* _DATA_:
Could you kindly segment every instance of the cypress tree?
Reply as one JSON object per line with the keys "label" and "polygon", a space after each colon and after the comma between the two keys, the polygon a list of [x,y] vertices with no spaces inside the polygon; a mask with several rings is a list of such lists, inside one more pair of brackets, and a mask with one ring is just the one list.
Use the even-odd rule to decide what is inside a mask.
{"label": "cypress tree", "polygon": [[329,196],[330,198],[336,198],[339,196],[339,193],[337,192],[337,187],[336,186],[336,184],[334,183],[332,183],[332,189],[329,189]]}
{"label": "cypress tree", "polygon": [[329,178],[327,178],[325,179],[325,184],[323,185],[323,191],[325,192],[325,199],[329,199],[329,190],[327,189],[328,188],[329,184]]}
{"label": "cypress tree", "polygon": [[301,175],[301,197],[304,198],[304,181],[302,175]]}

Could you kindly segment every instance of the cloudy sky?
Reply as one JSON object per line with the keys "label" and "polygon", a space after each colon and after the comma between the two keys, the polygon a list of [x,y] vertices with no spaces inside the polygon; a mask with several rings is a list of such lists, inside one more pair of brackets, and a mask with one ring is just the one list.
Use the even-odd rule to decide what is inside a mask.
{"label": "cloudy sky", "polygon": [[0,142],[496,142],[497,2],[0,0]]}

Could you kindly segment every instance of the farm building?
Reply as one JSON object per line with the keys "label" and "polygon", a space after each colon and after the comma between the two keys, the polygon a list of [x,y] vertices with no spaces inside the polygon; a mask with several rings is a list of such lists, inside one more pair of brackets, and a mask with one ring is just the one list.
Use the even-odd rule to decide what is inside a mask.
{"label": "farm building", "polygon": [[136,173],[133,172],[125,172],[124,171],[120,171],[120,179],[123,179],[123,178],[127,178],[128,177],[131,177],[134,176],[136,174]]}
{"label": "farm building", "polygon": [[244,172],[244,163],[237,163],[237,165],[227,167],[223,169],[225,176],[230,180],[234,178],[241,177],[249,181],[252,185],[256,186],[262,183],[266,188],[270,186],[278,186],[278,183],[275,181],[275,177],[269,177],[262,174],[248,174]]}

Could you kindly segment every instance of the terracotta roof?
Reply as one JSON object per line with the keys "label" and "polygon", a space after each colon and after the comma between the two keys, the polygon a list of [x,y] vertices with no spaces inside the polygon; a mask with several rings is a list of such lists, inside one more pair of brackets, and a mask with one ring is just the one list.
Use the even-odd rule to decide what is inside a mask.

* _TASK_: Please write out all of the records above again, swapping "even-odd rule" for "nonzero rule" and leaving everything else unchanged.

* _FINAL ANSWER_:
Could you kindly segment every instance of the cypress tree?
Reply as one JSON object per line with the keys "label" and "polygon", a space after each colon and after the comma between the two keys, the polygon a list of [x,y] vertices with no spaces inside the polygon; a mask with several rings is a list of such lists, inside one more pair of brackets, and a mask with one ring is just the one list.
Use the nonzero rule to decide what is inside a mask.
{"label": "cypress tree", "polygon": [[329,196],[330,198],[336,198],[339,196],[339,193],[337,192],[337,187],[336,186],[336,184],[334,183],[332,183],[332,189],[329,189]]}
{"label": "cypress tree", "polygon": [[329,178],[327,178],[325,179],[325,184],[323,185],[323,191],[325,192],[325,199],[329,199],[329,190],[327,189],[328,188],[329,184]]}
{"label": "cypress tree", "polygon": [[301,175],[301,197],[304,198],[304,181],[302,175]]}

Could you kindly segment every instance of the cloudy sky?
Reply as one JSON object per line with the keys "label" and "polygon", a space after each colon and after the comma between the two keys, the polygon a list of [x,y] vertices with no spaces inside the polygon; a mask with several rings is a list of such lists, inside one more pair of brackets, and a mask with one ring is just the one list.
Use the nonzero rule to decide what is inside a mask.
{"label": "cloudy sky", "polygon": [[0,142],[496,142],[497,2],[0,0]]}

Could you kindly segment every instance of the farm building?
Reply as one JSON object per line with the keys "label" and "polygon", a space after each colon and after the comma between the two keys, the polygon a list of [x,y] vertices with no spaces inside the polygon; a mask with several rings is a list of such lists, inside one more pair of brackets, and a mask with one ring is just the one list.
Use the nonzero rule to decide what is inside a mask.
{"label": "farm building", "polygon": [[136,173],[133,172],[125,172],[124,171],[120,171],[120,179],[123,179],[123,178],[127,178],[128,177],[131,177],[134,176],[136,174]]}
{"label": "farm building", "polygon": [[244,172],[244,163],[237,163],[237,165],[227,167],[223,169],[225,176],[230,180],[234,178],[241,177],[249,181],[252,185],[256,186],[262,183],[266,188],[270,186],[278,186],[278,183],[275,181],[275,177],[269,177],[262,174],[248,174]]}

Could you kindly segment every instance of the terracotta roof?
Reply as one JSON object per line with the keys "label" and "polygon", a space after each colon and after the comma between the two keys, the polygon a list of [x,y] vertices with no spaces inside the polygon; a mask with several rings is a list of such lists, inside one more pair of brackets, and a mask with one ring is just the one list.
Use the nonzero rule to decide what is inside a mask.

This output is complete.